▸ WRITTEN REQUEST
Which lines in the data below contain the string "dome"? List each of them in full.
• • • • • • •
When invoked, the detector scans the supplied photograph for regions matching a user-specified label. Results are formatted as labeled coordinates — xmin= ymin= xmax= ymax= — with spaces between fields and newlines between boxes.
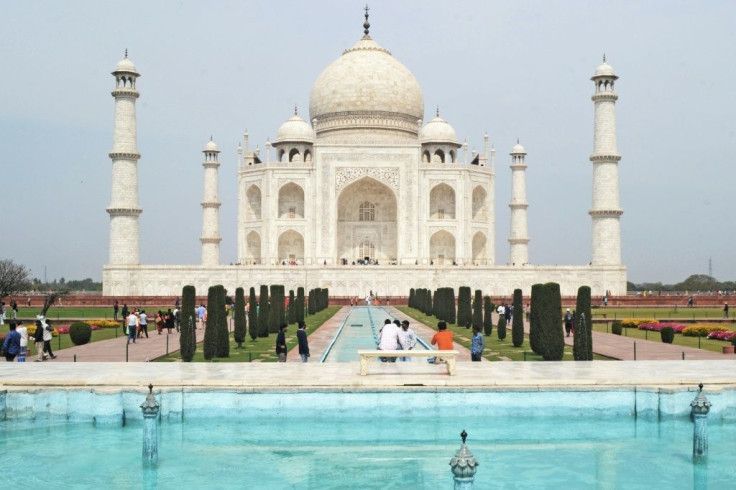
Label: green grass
xmin=592 ymin=306 xmax=736 ymax=320
xmin=593 ymin=324 xmax=731 ymax=352
xmin=157 ymin=306 xmax=340 ymax=362
xmin=396 ymin=306 xmax=608 ymax=361
xmin=5 ymin=304 xmax=174 ymax=322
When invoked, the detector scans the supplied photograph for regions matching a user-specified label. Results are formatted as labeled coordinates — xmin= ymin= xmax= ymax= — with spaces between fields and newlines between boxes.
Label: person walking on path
xmin=15 ymin=320 xmax=28 ymax=362
xmin=399 ymin=320 xmax=417 ymax=362
xmin=564 ymin=308 xmax=573 ymax=337
xmin=138 ymin=310 xmax=148 ymax=338
xmin=43 ymin=320 xmax=56 ymax=359
xmin=33 ymin=316 xmax=46 ymax=362
xmin=427 ymin=322 xmax=453 ymax=364
xmin=470 ymin=325 xmax=486 ymax=362
xmin=126 ymin=310 xmax=138 ymax=344
xmin=296 ymin=322 xmax=309 ymax=362
xmin=2 ymin=322 xmax=20 ymax=362
xmin=378 ymin=319 xmax=404 ymax=362
xmin=276 ymin=323 xmax=286 ymax=362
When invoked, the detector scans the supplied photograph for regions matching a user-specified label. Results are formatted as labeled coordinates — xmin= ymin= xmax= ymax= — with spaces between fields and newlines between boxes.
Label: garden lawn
xmin=593 ymin=323 xmax=733 ymax=352
xmin=396 ymin=306 xmax=609 ymax=361
xmin=156 ymin=306 xmax=341 ymax=362
xmin=588 ymin=305 xmax=736 ymax=320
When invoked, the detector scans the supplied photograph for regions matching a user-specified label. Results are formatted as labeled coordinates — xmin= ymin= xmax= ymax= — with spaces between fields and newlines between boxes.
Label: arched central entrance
xmin=336 ymin=177 xmax=397 ymax=264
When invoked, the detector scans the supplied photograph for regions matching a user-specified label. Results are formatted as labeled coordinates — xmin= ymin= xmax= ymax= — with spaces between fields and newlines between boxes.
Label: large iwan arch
xmin=336 ymin=177 xmax=398 ymax=263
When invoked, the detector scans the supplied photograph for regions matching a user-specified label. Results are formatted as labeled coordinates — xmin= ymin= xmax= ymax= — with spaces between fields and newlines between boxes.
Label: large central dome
xmin=309 ymin=35 xmax=424 ymax=141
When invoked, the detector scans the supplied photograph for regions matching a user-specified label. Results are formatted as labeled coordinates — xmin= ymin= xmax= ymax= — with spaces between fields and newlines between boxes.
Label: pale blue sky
xmin=0 ymin=0 xmax=736 ymax=282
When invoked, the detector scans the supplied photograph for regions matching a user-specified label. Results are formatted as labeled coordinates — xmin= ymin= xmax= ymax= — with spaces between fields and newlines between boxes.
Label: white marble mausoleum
xmin=103 ymin=15 xmax=626 ymax=297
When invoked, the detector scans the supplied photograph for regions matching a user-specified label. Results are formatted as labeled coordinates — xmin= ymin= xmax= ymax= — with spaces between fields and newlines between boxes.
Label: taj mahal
xmin=103 ymin=12 xmax=626 ymax=297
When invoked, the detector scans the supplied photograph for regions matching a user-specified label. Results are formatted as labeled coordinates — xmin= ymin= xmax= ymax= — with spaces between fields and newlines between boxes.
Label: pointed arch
xmin=429 ymin=230 xmax=455 ymax=265
xmin=473 ymin=185 xmax=488 ymax=221
xmin=245 ymin=184 xmax=261 ymax=220
xmin=279 ymin=182 xmax=304 ymax=219
xmin=429 ymin=184 xmax=455 ymax=219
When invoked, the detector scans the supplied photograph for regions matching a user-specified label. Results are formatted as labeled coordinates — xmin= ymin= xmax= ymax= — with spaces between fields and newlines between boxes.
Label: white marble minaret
xmin=589 ymin=56 xmax=623 ymax=265
xmin=199 ymin=138 xmax=222 ymax=266
xmin=107 ymin=50 xmax=143 ymax=265
xmin=509 ymin=140 xmax=529 ymax=267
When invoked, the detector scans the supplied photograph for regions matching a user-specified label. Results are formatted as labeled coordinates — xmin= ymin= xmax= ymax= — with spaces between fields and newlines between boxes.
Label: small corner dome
xmin=115 ymin=56 xmax=138 ymax=73
xmin=593 ymin=61 xmax=616 ymax=77
xmin=511 ymin=143 xmax=526 ymax=155
xmin=419 ymin=116 xmax=458 ymax=145
xmin=274 ymin=115 xmax=314 ymax=144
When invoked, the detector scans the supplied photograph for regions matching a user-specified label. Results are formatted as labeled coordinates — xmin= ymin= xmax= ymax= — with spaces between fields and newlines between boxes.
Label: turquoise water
xmin=0 ymin=416 xmax=736 ymax=490
xmin=322 ymin=306 xmax=432 ymax=362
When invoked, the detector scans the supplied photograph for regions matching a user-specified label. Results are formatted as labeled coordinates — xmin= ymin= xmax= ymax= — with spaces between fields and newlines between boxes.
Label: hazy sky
xmin=0 ymin=0 xmax=736 ymax=282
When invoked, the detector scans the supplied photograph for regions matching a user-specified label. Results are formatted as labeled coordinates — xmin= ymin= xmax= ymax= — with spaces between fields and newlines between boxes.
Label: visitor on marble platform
xmin=15 ymin=320 xmax=28 ymax=362
xmin=296 ymin=322 xmax=309 ymax=362
xmin=2 ymin=322 xmax=20 ymax=362
xmin=126 ymin=309 xmax=138 ymax=344
xmin=276 ymin=323 xmax=286 ymax=362
xmin=470 ymin=325 xmax=486 ymax=362
xmin=33 ymin=315 xmax=46 ymax=362
xmin=43 ymin=320 xmax=56 ymax=359
xmin=399 ymin=320 xmax=417 ymax=362
xmin=378 ymin=319 xmax=404 ymax=362
xmin=138 ymin=310 xmax=148 ymax=338
xmin=427 ymin=322 xmax=453 ymax=364
xmin=564 ymin=308 xmax=572 ymax=337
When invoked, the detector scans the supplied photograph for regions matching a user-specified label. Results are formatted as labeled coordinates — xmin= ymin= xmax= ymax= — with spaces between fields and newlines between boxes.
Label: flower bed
xmin=639 ymin=322 xmax=687 ymax=333
xmin=682 ymin=323 xmax=730 ymax=337
xmin=708 ymin=330 xmax=736 ymax=342
xmin=621 ymin=318 xmax=657 ymax=328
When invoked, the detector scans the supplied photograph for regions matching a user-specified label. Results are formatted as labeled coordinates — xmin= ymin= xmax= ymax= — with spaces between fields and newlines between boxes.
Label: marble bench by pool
xmin=358 ymin=350 xmax=459 ymax=376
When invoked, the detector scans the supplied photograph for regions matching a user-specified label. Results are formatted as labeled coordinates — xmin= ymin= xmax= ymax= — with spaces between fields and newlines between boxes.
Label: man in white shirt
xmin=378 ymin=320 xmax=405 ymax=362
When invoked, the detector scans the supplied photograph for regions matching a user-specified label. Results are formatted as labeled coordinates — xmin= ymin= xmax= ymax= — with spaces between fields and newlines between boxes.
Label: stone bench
xmin=358 ymin=349 xmax=459 ymax=376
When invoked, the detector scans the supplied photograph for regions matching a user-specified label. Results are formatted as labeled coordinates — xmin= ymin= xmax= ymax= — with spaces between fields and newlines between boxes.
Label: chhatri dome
xmin=419 ymin=109 xmax=457 ymax=144
xmin=309 ymin=11 xmax=424 ymax=142
xmin=274 ymin=108 xmax=314 ymax=144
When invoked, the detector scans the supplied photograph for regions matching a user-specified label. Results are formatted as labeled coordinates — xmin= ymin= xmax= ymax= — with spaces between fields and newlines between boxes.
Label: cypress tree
xmin=289 ymin=289 xmax=296 ymax=325
xmin=248 ymin=287 xmax=258 ymax=340
xmin=179 ymin=286 xmax=197 ymax=362
xmin=233 ymin=288 xmax=246 ymax=349
xmin=268 ymin=285 xmax=286 ymax=333
xmin=473 ymin=289 xmax=483 ymax=330
xmin=483 ymin=296 xmax=493 ymax=337
xmin=215 ymin=286 xmax=230 ymax=358
xmin=511 ymin=289 xmax=524 ymax=347
xmin=258 ymin=286 xmax=268 ymax=337
xmin=204 ymin=286 xmax=219 ymax=361
xmin=496 ymin=315 xmax=506 ymax=340
xmin=540 ymin=282 xmax=565 ymax=361
xmin=529 ymin=284 xmax=544 ymax=355
xmin=572 ymin=286 xmax=593 ymax=361
xmin=295 ymin=287 xmax=304 ymax=323
xmin=457 ymin=286 xmax=473 ymax=328
xmin=446 ymin=288 xmax=457 ymax=324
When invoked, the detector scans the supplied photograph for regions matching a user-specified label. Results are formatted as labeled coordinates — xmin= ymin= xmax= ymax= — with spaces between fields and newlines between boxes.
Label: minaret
xmin=107 ymin=49 xmax=143 ymax=265
xmin=589 ymin=56 xmax=623 ymax=265
xmin=199 ymin=138 xmax=222 ymax=266
xmin=509 ymin=140 xmax=529 ymax=267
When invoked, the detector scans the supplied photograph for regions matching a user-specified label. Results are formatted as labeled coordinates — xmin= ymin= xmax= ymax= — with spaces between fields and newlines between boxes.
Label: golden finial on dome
xmin=363 ymin=4 xmax=371 ymax=36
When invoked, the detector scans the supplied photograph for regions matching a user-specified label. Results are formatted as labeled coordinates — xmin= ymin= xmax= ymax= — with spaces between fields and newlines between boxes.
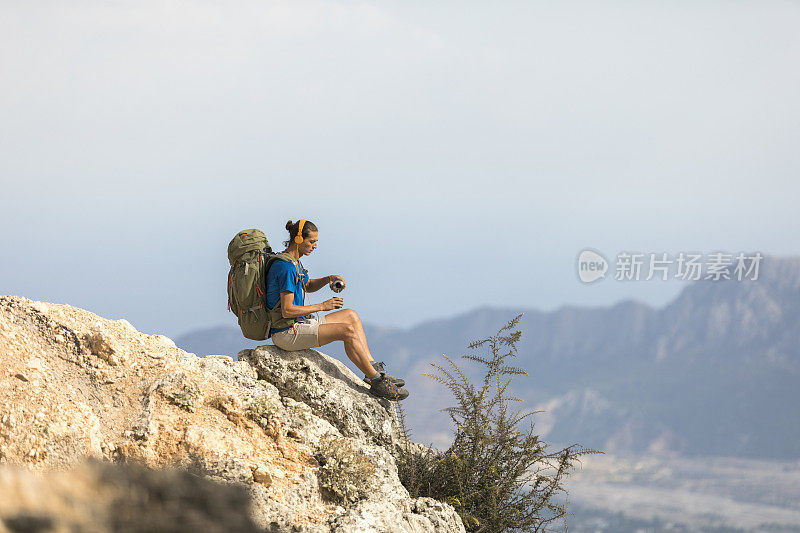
• • • • • • •
▸ COMPLETED EXERCISE
Label: large central dome
Label: small corner dome
Label: chhatri dome
Label: golden finial on dome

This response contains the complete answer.